- PASSAGE PROVIDED -

In Joy Global Africa [at 3] the South African Labour Appeal Court (LAC) held that the primary issue for determination was whether the CCMA was entitled to assume jurisdiction in an unfair dismissal dispute, where the parties were members of a bargaining council or fell within the registered scope of a bargaining council, and one of them was a member of a bargaining council.

Most CCMA Commissioners have been allocated a matter for dispute resolution in accordance with the enabling legislation, to wit the SA Labour Relations Amendment Act, 20 of 2013 (the LRA) where at some stage during a hearing a jurisdictional challenge has been raised by a party. Said challenge could be raised during conciliation or arbitration proceedings.

The reader may ask “so what…why all the fuss about ‘jurisdiction’…?

Out the outset it should be mentioned that the article is focused and would be of possible interest to South African readers; and especially those who represent parties pursuant to a referral of an employment law dispute for resolution by means of conciliation or arbitration proceedings by the CCMA and subject to certain statutory prerequisites and provisos to a bargaining council for resolution.

WHAT IS “JURISDICTION” AND WHAT IS THE IMPORTANCE THEREOF?

Jurisdiction means the power or competence of the CCMA to hear and determine a dispute between the parties, i.e. to conciliate and arbitrate a dispute between the parties.  [See: Gcaba v.  Minister of Safety and Security & Others (2010) 31 ILJ 296 (CC); [2009] 12 BLLR 680 (LC) at par. 74].

It is trite that the CCMA is an independent juristic body in terms of Section 112 of the LRA.  As such it does not have inherent jurisdiction. Further, it does not derive its jurisdiction from common law as in a High Court, but solely from Acts of Parliament.

The CCMA mainly derives its jurisdiction from the LRA but to a limited extent also from the Basic Conditions of Employment Act, 2013 (the BCEA), the Employment Equity Amendment Act, 2013 (the EEA) and other statutes.

Exclusive jurisdiction to enforce certain LRA rights has been assigned to the CCMA.  At arbitration the CCMA has the power to uphold or to dismiss a claim provided it has the power or competence to do so.  If the CCMA does not have the power or competence to entertain (consider) the claim, it neither has the power to uphold the claim nor the power to dismiss the claim (other than to dismiss the claim for want of jurisdiction).

Therefore, the claim must be one that is capable of being pursued before and ruled upon by an Arbitrator of the Commission.

A core function of the CCMA is to resolve disputes, referred to it in terms of the LRA, through conciliation and arbitration. As a statutory body, the CCMA is obliged to act within the bounds of the LRA. Its assumption of jurisdiction over a dispute that is not referred to it in terms of the LRA will, therefore, infringe upon the principle of legality.

The CCMA cannot, however, decide upon its own jurisdiction. In South African Rugby Players Association (SARPA); SA Rugby (Pty) Ltd and Others; v SA Rugby Players Union and Another [2008] 9 BLLR 845 (LAC) at para 40 the LAC held that:

‘As a general rule [the CCMA] cannot decide its own jurisdiction. I can only make a ruling for convenience. Whether it has jurisdiction or not in a particular matter is a matter to be decided by the Labour Court.

- SHORT EXERCISE 1 -
Copy every line of the listing character for character.
The listing is separate material with no connection to the article on CCMA jurisdiction.

- DATA FOR THIS TASK -

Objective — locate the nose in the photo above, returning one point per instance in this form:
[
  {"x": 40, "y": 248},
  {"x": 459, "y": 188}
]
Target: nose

- SHORT EXERCISE 2 -
From the article on CCMA jurisdiction, reproduce the stretch from "Jurisdiction means the" through "and other statutes.", swapping "inherent" for "intrinsic".

- WRITTEN ANSWER 1 -
Objective — locate the nose in the photo above, returning one point per instance in this form:
[
  {"x": 40, "y": 248},
  {"x": 459, "y": 188}
]
Target: nose

- WRITTEN ANSWER 2 -
Jurisdiction means the power or competence of the CCMA to hear and determine a dispute between the parties, i.e. to conciliate and arbitrate a dispute between the parties.  [See: Gcaba v.  Minister of Safety and Security & Others (2010) 31 ILJ 296 (CC); [2009] 12 BLLR 680 (LC) at par. 74].

It is trite that the CCMA is an independent juristic body in terms of Section 112 of the LRA.  As such it does not have intrinsic jurisdiction. Further, it does not derive its jurisdiction from common law as in a High Court, but solely from Acts of Parliament.

The CCMA mainly derives its jurisdiction from the LRA but to a limited extent also from the Basic Conditions of Employment Act, 2013 (the BCEA), the Employment Equity Amendment Act, 2013 (the EEA) and other statutes.